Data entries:
-------

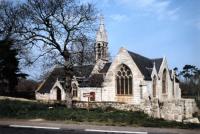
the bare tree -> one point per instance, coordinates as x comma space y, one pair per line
55, 28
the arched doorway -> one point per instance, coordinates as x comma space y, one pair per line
154, 85
164, 82
58, 92
124, 81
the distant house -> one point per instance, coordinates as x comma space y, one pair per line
129, 78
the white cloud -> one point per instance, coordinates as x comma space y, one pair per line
119, 17
159, 8
198, 24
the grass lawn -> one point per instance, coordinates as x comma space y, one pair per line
33, 110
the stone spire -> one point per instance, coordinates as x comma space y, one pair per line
101, 44
101, 33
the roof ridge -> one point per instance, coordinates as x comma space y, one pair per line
138, 55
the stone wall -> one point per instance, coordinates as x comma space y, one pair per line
177, 110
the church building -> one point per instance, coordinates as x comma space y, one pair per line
130, 82
129, 78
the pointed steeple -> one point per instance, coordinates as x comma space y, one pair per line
101, 44
101, 33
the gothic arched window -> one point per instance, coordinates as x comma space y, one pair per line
124, 81
154, 85
58, 94
164, 81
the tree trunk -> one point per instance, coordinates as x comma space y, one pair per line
68, 78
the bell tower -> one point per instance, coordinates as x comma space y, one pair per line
101, 45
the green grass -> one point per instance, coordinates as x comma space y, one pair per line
32, 110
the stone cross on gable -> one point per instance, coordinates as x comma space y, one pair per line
101, 18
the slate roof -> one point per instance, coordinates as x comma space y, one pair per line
58, 73
105, 68
145, 64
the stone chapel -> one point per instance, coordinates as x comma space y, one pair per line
130, 79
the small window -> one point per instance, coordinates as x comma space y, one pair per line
164, 82
154, 86
124, 81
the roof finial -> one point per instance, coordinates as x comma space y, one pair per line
101, 20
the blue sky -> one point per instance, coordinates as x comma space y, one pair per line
154, 28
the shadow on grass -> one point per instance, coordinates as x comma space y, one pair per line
108, 116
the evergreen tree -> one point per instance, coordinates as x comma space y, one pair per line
9, 70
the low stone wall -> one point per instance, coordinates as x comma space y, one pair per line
177, 110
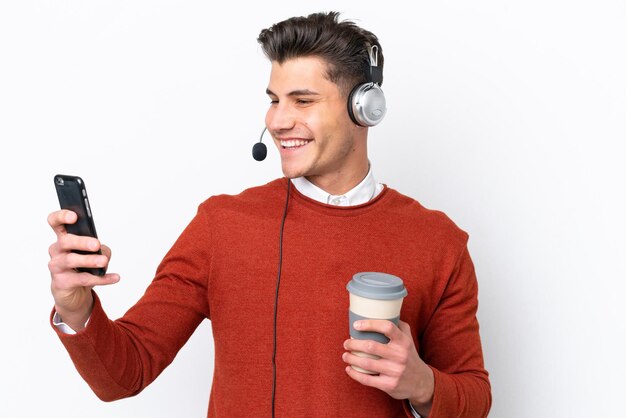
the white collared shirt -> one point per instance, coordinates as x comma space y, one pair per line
363, 192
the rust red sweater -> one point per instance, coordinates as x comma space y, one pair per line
224, 267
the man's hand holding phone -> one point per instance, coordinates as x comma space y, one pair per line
71, 288
78, 261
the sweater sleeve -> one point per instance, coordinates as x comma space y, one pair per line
451, 346
120, 358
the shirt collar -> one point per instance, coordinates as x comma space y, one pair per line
363, 192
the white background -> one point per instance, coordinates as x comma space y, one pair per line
508, 116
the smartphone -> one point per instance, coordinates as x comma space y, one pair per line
72, 195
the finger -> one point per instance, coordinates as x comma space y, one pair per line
365, 346
71, 242
380, 380
68, 261
57, 220
404, 327
106, 251
74, 280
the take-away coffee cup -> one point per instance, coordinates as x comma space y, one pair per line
374, 295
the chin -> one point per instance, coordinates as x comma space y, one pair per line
292, 172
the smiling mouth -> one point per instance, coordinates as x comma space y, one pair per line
293, 143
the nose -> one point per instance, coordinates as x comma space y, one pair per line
280, 117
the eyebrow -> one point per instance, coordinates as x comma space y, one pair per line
301, 92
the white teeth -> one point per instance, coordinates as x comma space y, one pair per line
292, 143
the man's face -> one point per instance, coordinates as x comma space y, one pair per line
310, 125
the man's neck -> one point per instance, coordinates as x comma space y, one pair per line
340, 183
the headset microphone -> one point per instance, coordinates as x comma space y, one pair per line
259, 150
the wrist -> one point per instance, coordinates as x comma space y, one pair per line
422, 399
75, 319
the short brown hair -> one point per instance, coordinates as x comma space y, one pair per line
342, 44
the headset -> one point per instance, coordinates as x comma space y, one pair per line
367, 105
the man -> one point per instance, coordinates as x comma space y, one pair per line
280, 333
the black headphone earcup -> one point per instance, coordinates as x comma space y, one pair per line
367, 105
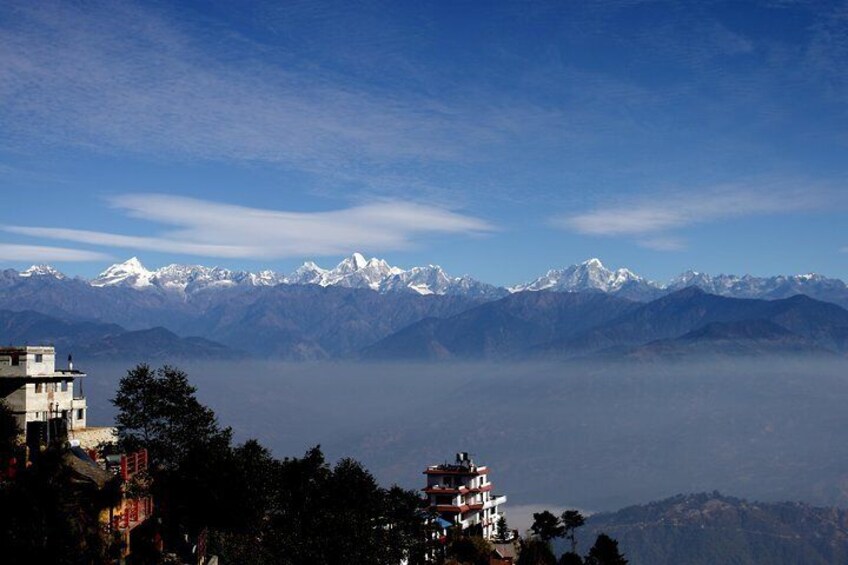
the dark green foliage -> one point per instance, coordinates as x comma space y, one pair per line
254, 508
470, 550
605, 552
503, 534
547, 526
51, 516
570, 558
158, 410
536, 552
571, 520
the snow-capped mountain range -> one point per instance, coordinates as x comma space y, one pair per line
353, 272
376, 274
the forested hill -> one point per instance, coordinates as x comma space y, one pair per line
703, 529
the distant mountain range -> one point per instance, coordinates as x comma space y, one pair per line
96, 340
376, 274
353, 272
591, 324
365, 307
704, 529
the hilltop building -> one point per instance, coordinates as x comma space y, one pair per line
461, 493
36, 391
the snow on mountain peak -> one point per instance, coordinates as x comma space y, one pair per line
593, 262
131, 272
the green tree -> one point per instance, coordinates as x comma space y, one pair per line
605, 552
570, 558
536, 552
546, 526
471, 550
158, 410
571, 520
503, 534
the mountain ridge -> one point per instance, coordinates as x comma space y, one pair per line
357, 271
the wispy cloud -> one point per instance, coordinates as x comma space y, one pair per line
649, 220
38, 253
117, 77
210, 229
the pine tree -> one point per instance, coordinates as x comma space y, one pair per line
605, 552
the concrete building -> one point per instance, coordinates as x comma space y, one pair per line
461, 493
36, 391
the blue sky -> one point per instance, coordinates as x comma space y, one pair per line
495, 139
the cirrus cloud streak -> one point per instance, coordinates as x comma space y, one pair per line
649, 220
211, 229
39, 253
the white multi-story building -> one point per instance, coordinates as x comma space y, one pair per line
461, 493
36, 391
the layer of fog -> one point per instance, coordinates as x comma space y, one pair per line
591, 436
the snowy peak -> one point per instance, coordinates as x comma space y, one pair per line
590, 275
42, 271
129, 273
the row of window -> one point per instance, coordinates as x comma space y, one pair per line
52, 387
16, 359
80, 414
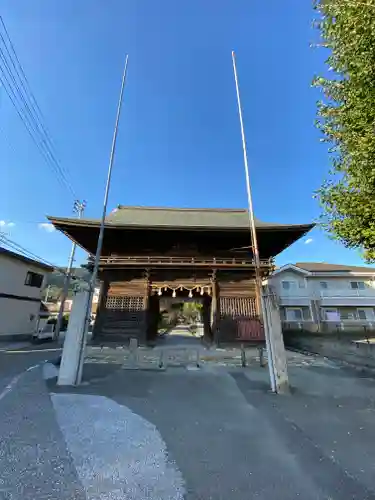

-------

WHAT IS REQUIRED |
Please turn every item above into a numbered list, skipping blank lines. Leave the pictures out of your answer.

RESPONSE TO THIS EXERCISE |
1. the bare tree -> one point per instance, coordinates as x comma space y, one pair per line
2. 55, 28
3. the arched doorway -> one point per instance, coordinates as x comma space y, one pair per line
4. 154, 85
5. 164, 82
6. 58, 92
7. 124, 81
8. the distant house -> one point per instance, coordinates as x comma space y, one pair per line
9. 129, 78
10. the white cloud -> one point per instance, coordinates as x comma space y, one pair per line
11. 119, 17
12. 159, 8
13. 198, 24
14. the grass lawn -> one point per instance, coordinates as x comma space y, one pair per line
15. 33, 110
16. the stone spire -> one point per instance, coordinates as x comma space y, one pair per line
17. 101, 44
18. 101, 33
19. the roof ridge -> one point per instance, coordinates as x comma space y, one pair per line
20. 138, 55
21. the stone wall -> one point per instance, coordinates as x comma space y, one pair per line
22. 177, 110
23. the church building -> one point per instance, coordinates as x comma space y, one pair per line
24. 130, 82
25. 129, 78
26. the pointed steeple -> one point per instance, coordinates as x comma space y, one pair per line
27. 101, 44
28. 101, 33
29. the gothic arched window -> one point per instance, coordinates as x comma space y, one pair per line
30. 124, 81
31. 154, 85
32. 58, 94
33. 164, 81
34. the tree trunk -> one point per instance, coordinates as x comma space y, one pair per line
35. 68, 78
36. the bell tower -> one point per instance, coordinates as x comma space y, one pair per line
37. 101, 45
38. the green grass -> one point per instance, coordinates as x comma space y, one pair per line
39. 32, 110
40. the stone cross on gable -> one point per instance, coordinates as x comma space y, one pair per line
41. 101, 18
42. the slate roof -> one point per instance, coordinates as x comma space y, one pair per line
43. 58, 73
44. 105, 68
45. 145, 64
46. the stone chapel -> one point per instance, coordinates as x comma space y, one pair per line
47. 130, 79
48. the small window -> one point per instance, coordinates as x comma space y, one pair per line
49. 164, 82
50. 154, 86
51. 124, 81
52. the roof finial -> one point per instance, coordinates as x comma space y, one pair per line
53. 101, 20
54. the blue sky -> one point per instance, coordinates as x comma space y, one pair per line
55. 154, 28
56. the shadow on grass -> one point per instance, coordinates as x comma space y, one pair per line
57. 108, 116
58. the evergreen tree -> one point per instance, coordinates as x comma space y, one pair per line
59. 9, 70
60. the low stone wall -> one point per instance, coordinates as x comma space y, one pair per line
61. 177, 110
62. the white collared shirt -> one point per instance, coordinates as x comma space y, one pair per line
63. 363, 192
64. the rust red sweater -> one point per instance, coordinates as x comma space y, one pair per line
65. 224, 267
66. the man's hand holding phone -> one point per instance, coordinates as x comma space y, one pair per line
67. 71, 288
68. 78, 261
69. the sweater sleeve -> one point per instance, coordinates as x comma space y, one pair per line
70. 451, 346
71. 120, 358
72. the shirt collar -> one point per instance, coordinates as x comma space y, one pair per line
73. 363, 192
74. the white background -> one point per instance, coordinates as x comma space y, one pair per line
75. 508, 116
76. the smartphone -> one point per instance, coordinates as x comma space y, one pair per line
77. 72, 195
78. the finger -> one point per instance, coordinates as x comma space y, one pair per line
79. 365, 346
80. 71, 242
81. 380, 380
82. 68, 261
83. 57, 220
84. 404, 327
85. 106, 251
86. 74, 280
87. the take-away coffee cup -> one point per instance, coordinates as x comma space y, one pair per line
88. 374, 295
89. the chin -> one point per instance, coordinates as x comma space y, one pair per line
90. 292, 172
91. the smiling mouth -> one point per instance, coordinates as x comma space y, one pair per line
92. 293, 143
93. the nose -> one point per instance, coordinates as x comma space y, one pair per line
94. 280, 117
95. the eyebrow -> one point per instance, coordinates as x comma space y, one pair per line
96. 301, 92
97. the white teeth -> one point per instance, coordinates as x comma space y, one pair per line
98. 292, 143
99. the man's face -> one point per instance, coordinates as x comma space y, one pair per line
100. 310, 125
101. the man's neck -> one point per instance, coordinates as x comma space y, one pair per line
102. 340, 183
103. the headset microphone -> one point per instance, coordinates as x comma space y, one pair per line
104. 259, 150
105. the wrist -> one point per instance, coordinates as x comma space y, one pair per line
106. 422, 399
107. 75, 319
108. the short brown hair -> one point per instance, coordinates as x comma space y, one pair per line
109. 342, 44
110. the headset -> one point per instance, coordinates as x comma space y, one pair per line
111. 367, 105
112. the man -> one point per instance, coordinates as x comma space y, one pair per line
113. 280, 333
114. the black headphone earcup -> one point per instance, coordinates as x comma space y, one pair per line
115. 367, 105
116. the dark green foliage -> one point per instance, coordinates as x comma space y, one pair per line
117. 254, 508
118. 470, 550
119. 605, 552
120. 503, 534
121. 547, 526
122. 51, 516
123. 570, 558
124. 158, 410
125. 536, 552
126. 571, 520
127. the snow-capped mountain range -> one point per instance, coordinates as x comma space y, one pair per line
128. 353, 272
129. 376, 274
130. the forested hill -> one point per instance, coordinates as x comma space y, one pair per line
131. 703, 529
132. the distant mountain range -> one point per instance, coordinates as x comma space y, one pair per line
133. 96, 340
134. 376, 274
135. 353, 272
136. 591, 324
137. 365, 307
138. 704, 529
139. the hilltop building -> one point per instance, coordinates as x comma space y, one pair per line
140. 461, 493
141. 36, 391
142. the snow on mountain peak -> one point per instance, coordinates as x comma space y, one pair per line
143. 593, 262
144. 131, 272
145. the green tree -> one point per instance, coordinates as x comma space y, one pair per line
146. 605, 552
147. 570, 558
148. 536, 552
149. 546, 526
150. 471, 550
151. 158, 410
152. 571, 520
153. 503, 534
154. the mountain ridge -> one point per instance, coordinates as x comma space y, one pair per line
155. 357, 271
156. the wispy cloud -> one point per instance, coordinates as x comma space y, one pair per line
157. 649, 220
158. 38, 253
159. 117, 77
160. 210, 229
161. the pine tree -> one point per instance, coordinates as x comma space y, one pair per line
162. 605, 552
163. the concrete building -> one point per instance, coordinates as x comma space y, one pair per line
164. 461, 493
165. 36, 391
166. the blue sky -> one point per instance, coordinates as x comma space y, one pair per line
167. 495, 139
168. the cirrus cloud streak -> one point per instance, coordinates as x comma space y, one pair per line
169. 649, 220
170. 211, 229
171. 39, 253
172. the white multi-story building -> one point per instance, coordinates as x comma space y, one pair per line
173. 461, 493
174. 36, 391
175. the layer of fog -> one point per instance, coordinates as x comma space y, one pair per line
176. 591, 436
177. the snowy peak -> one point per instance, coordinates as x comma space y, one pair per line
178. 590, 275
179. 42, 271
180. 129, 273
181. the row of window -> one point per instance, coordinates as x comma space y, one pair per line
182. 52, 387
183. 16, 359
184. 80, 414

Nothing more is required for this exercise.